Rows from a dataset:

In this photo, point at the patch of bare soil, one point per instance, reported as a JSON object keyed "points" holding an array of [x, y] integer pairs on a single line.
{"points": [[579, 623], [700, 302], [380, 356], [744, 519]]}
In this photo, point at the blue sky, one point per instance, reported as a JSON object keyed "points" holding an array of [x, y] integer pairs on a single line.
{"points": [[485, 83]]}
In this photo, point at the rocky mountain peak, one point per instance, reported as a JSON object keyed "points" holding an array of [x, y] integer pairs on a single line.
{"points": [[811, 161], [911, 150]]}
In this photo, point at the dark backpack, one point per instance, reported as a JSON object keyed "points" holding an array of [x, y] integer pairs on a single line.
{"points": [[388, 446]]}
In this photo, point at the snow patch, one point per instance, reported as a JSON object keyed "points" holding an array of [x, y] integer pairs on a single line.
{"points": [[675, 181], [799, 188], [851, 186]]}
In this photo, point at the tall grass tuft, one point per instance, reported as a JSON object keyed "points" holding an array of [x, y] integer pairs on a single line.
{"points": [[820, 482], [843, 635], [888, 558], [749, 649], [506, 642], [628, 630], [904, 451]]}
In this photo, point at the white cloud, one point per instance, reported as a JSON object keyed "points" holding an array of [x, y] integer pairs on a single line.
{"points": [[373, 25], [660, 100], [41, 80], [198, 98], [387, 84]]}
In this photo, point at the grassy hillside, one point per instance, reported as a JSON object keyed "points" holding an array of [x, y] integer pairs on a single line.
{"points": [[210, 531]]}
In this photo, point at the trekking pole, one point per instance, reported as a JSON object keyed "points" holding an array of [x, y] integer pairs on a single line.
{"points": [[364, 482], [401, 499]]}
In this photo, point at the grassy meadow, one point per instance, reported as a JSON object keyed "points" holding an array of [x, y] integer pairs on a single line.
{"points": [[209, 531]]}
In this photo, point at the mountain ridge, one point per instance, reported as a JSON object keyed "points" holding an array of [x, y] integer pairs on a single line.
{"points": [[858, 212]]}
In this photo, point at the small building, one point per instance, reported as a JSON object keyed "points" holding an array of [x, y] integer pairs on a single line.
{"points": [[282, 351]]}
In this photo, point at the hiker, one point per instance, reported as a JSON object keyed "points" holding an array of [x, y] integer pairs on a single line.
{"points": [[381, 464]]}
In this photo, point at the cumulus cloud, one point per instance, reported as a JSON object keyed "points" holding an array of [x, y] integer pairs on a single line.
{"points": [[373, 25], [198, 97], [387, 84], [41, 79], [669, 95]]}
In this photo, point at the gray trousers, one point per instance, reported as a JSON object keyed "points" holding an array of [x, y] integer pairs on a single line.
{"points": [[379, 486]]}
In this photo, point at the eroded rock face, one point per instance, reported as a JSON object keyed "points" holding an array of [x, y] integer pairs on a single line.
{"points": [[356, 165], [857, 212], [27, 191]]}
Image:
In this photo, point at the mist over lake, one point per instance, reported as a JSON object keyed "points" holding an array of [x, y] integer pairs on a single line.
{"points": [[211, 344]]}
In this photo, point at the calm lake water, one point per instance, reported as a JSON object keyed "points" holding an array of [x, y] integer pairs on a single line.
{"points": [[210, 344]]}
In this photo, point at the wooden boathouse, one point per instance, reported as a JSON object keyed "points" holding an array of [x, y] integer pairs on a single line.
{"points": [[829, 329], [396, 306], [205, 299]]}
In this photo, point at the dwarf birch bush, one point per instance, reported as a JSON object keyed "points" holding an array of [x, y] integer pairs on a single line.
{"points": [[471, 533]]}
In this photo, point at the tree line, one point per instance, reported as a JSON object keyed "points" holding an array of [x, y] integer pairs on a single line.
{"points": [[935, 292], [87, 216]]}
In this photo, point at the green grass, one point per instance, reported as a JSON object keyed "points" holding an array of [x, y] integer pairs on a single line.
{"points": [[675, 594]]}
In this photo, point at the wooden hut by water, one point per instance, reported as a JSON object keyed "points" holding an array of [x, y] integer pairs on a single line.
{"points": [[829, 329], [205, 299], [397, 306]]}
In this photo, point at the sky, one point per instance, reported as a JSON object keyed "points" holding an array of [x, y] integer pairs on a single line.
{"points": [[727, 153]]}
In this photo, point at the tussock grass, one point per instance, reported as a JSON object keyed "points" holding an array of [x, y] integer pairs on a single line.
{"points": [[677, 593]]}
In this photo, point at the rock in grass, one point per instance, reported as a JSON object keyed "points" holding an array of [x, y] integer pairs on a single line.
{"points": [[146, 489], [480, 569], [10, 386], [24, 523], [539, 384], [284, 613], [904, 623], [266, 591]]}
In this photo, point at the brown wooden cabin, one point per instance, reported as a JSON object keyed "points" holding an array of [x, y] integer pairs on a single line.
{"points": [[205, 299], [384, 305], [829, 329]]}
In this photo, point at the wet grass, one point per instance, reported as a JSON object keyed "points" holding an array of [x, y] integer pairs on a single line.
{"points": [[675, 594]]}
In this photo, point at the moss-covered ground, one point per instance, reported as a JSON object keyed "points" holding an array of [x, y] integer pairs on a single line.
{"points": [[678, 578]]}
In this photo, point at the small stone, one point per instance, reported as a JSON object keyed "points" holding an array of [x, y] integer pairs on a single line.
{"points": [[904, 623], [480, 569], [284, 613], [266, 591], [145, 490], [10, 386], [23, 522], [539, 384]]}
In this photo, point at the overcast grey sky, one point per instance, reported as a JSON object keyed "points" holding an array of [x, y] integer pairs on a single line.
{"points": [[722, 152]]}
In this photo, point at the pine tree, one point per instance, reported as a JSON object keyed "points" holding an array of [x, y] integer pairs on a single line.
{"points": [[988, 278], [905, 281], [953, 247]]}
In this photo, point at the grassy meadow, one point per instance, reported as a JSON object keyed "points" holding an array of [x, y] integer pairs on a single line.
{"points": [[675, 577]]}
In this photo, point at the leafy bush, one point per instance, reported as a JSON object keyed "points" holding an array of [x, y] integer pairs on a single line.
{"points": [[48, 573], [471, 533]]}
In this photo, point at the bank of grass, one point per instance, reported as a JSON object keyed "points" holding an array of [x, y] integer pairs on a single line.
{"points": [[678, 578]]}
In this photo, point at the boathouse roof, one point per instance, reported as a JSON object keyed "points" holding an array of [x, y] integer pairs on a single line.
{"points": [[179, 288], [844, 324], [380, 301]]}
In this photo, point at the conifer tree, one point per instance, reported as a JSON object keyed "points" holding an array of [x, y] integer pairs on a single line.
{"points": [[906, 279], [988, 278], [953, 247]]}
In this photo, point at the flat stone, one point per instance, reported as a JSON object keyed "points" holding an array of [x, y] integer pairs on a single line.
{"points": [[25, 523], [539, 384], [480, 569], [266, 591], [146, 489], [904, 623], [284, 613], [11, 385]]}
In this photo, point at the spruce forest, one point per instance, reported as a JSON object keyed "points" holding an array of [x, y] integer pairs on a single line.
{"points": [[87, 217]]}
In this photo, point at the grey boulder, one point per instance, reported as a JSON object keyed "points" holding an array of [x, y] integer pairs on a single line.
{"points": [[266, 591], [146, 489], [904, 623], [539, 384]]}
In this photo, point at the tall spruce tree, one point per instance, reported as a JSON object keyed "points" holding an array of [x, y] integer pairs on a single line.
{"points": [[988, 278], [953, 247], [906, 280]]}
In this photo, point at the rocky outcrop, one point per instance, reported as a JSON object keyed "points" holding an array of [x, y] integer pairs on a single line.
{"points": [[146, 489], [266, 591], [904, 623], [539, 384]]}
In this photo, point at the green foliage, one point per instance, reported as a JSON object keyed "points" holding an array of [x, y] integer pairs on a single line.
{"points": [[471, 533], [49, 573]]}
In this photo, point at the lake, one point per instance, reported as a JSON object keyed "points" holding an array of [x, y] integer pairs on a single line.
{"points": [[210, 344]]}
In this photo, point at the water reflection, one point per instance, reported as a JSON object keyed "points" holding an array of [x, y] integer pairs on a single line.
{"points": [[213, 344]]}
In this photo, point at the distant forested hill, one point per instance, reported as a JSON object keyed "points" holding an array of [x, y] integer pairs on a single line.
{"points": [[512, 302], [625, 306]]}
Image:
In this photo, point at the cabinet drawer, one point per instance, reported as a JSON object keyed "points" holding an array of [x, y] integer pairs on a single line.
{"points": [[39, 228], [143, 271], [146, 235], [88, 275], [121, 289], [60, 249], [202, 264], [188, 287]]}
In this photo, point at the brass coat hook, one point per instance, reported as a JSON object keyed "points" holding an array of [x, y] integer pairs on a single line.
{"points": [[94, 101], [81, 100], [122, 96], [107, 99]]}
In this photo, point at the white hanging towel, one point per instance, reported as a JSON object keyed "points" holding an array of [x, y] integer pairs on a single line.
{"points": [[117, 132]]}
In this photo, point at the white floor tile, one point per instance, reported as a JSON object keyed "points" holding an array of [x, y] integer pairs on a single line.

→ **DO THIS**:
Word for word, quote the lines from the line containing "In this photo, point at the tall spruce" through the end of the material, both included, and nothing else.

→ **REPLY**:
In this photo, point at the tall spruce tree, one point per instance, reported as a JSON object keyed "points" holding an array of [x, y] integer pairs on a single line.
{"points": [[988, 278], [953, 247], [906, 280]]}
In this photo, point at the rocky outcrop, one point per instance, reported as a JSON object keyed "points" holding an array of [x, y] integer pairs on a single line.
{"points": [[146, 489], [266, 591], [904, 623], [539, 384]]}
In this photo, point at the green foliage, one point per instance, reported as a JSON object keyed "points" holding an array of [x, y] integer pairs on a single line.
{"points": [[471, 533], [49, 573]]}
In this photo, point at the lake, one point per instance, reported as a JSON object keyed "points" holding an array of [x, y] integer pairs on a single line.
{"points": [[210, 344]]}
In this photo, point at the water reflection, one point per instance, reported as a JSON object keyed "points" holding an array of [x, y] integer pairs on a single line.
{"points": [[213, 344]]}
In this photo, point at the distant forested hill, one point per instance, reported as a JSON object keyed "points" holding an array of [x, y] integer pairs on a single line.
{"points": [[512, 302], [625, 306]]}
Image:
In this photo, point at the cabinet drawer, one point per instance, reported as a JSON object keyed "points" holding an array of [x, y] integer pairs on a single line.
{"points": [[39, 228], [143, 271], [146, 235], [88, 275], [121, 289], [60, 249], [202, 264], [188, 287]]}
In this photo, point at the brass coat hook, one point per instance, reported as a JSON object keyed "points" holding an array of [x, y] integer pairs on a single line.
{"points": [[94, 101], [81, 100], [122, 96], [107, 99]]}
In this photo, point at the white hanging towel, one point per instance, reported as a JSON object keyed "points" holding an array of [x, y] integer pairs on a single line.
{"points": [[117, 132]]}
In this photo, point at the white floor tile, one point per instance, reported as a JSON object keyed "points" holding an array of [x, y] integer pairs on a single line.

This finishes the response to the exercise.